START Data provided

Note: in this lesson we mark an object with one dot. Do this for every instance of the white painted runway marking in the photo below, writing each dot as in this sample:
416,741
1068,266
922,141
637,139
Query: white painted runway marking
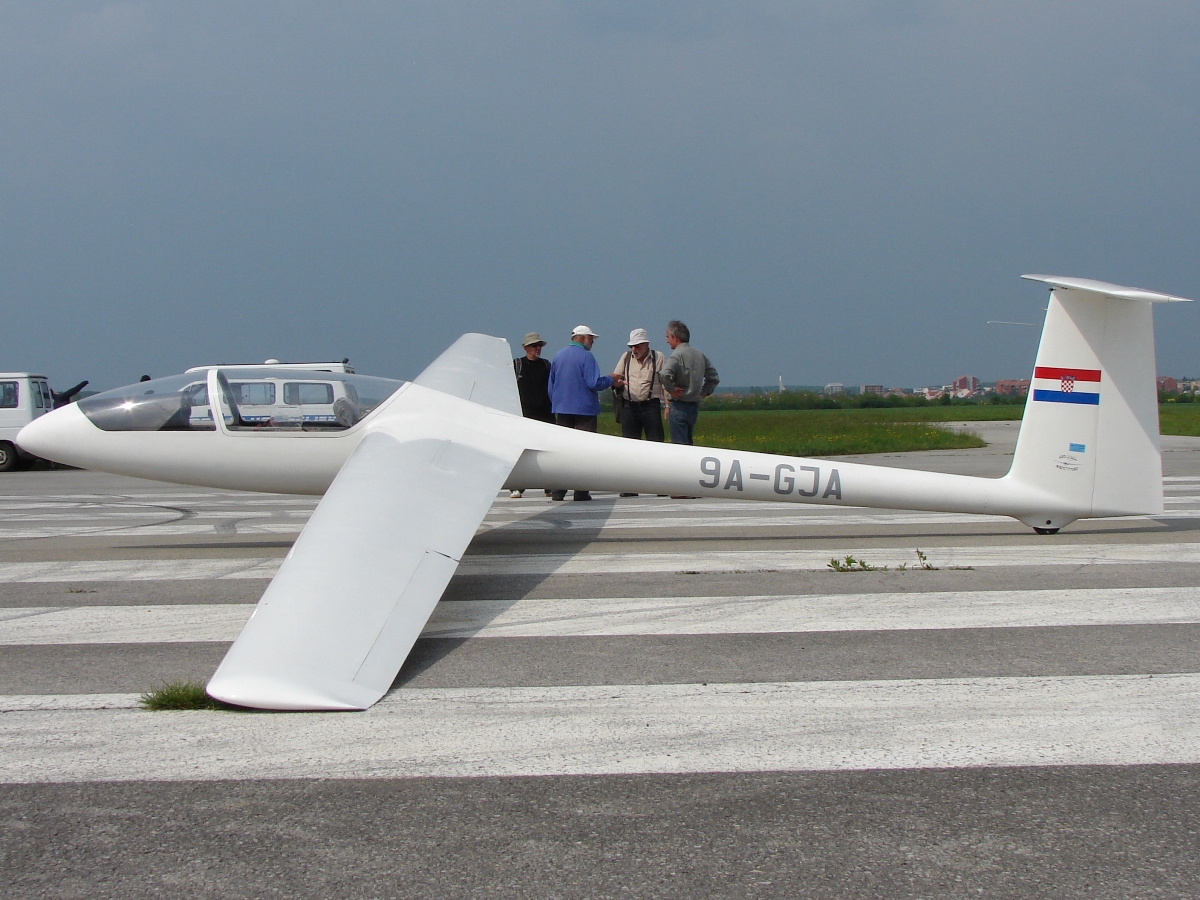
1120,720
139,570
645,616
1047,555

END Data provided

Problem statement:
Reproduce every line of the data above, requests included, multiplying each point coordinate in the answers by 1.4 and rounding to whole numbers, with halves rounded up. Keep the requests and their sample coordinates unchanged, and leave the pictures out.

Solution to this exercise:
Note: in this lesson we mark an object with one dot. Do this for every instance of the white painted runway marking in the photo below, writing each dot as in this sample:
416,741
1068,266
922,141
637,139
Query: white painted runway marking
1568,1008
195,798
903,862
1466,777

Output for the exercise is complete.